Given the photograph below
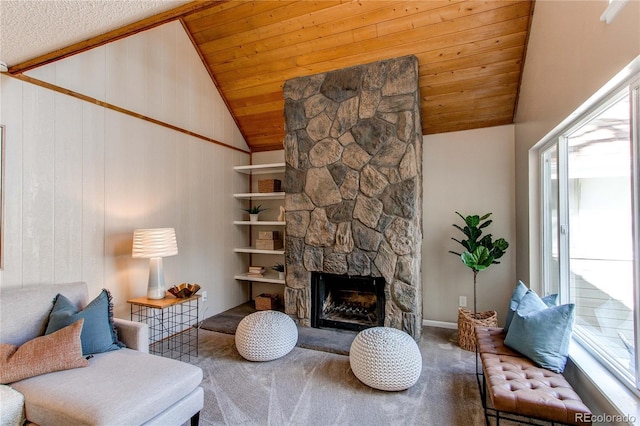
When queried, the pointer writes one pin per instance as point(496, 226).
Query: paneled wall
point(80, 178)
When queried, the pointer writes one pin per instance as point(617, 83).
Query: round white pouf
point(266, 335)
point(385, 358)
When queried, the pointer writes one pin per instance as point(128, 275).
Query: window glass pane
point(550, 220)
point(600, 233)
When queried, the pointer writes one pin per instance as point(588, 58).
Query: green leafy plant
point(481, 251)
point(278, 267)
point(254, 209)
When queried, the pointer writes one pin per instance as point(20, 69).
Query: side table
point(173, 324)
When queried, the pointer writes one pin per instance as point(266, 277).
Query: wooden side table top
point(169, 300)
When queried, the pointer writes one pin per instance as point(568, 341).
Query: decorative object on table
point(266, 301)
point(184, 290)
point(269, 185)
point(279, 267)
point(256, 271)
point(154, 244)
point(254, 211)
point(479, 255)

☆ ☆ ☆ ☆

▸ ACTION ITEM: Output nothing but an exact retyping of the material, pictures excluded.

▸ ANSWER BELOW:
Given the photograph below
When queried, the pointer writes one pin per instance as point(496, 226).
Query: paneled wall
point(80, 178)
When queried, the pointer writes one pin per instance as point(617, 83).
Query: round white pouf
point(266, 335)
point(385, 358)
When queried, the pointer writes one pin per instance as point(128, 275).
Query: window glass pane
point(550, 220)
point(600, 233)
When queried, the pointer writes one pin per instance as point(588, 58).
Query: green leafy plant
point(481, 251)
point(278, 267)
point(254, 209)
When queried, the pointer writes one pin per instance as point(20, 69).
Query: side table
point(173, 324)
When queried, the pointer writes one pin per instance as point(266, 277).
Query: wooden side table top
point(169, 300)
When queried, the pointer writes one pin per instance as point(568, 341).
Query: decorative object on table
point(266, 301)
point(184, 290)
point(269, 185)
point(279, 267)
point(256, 271)
point(154, 244)
point(254, 211)
point(479, 255)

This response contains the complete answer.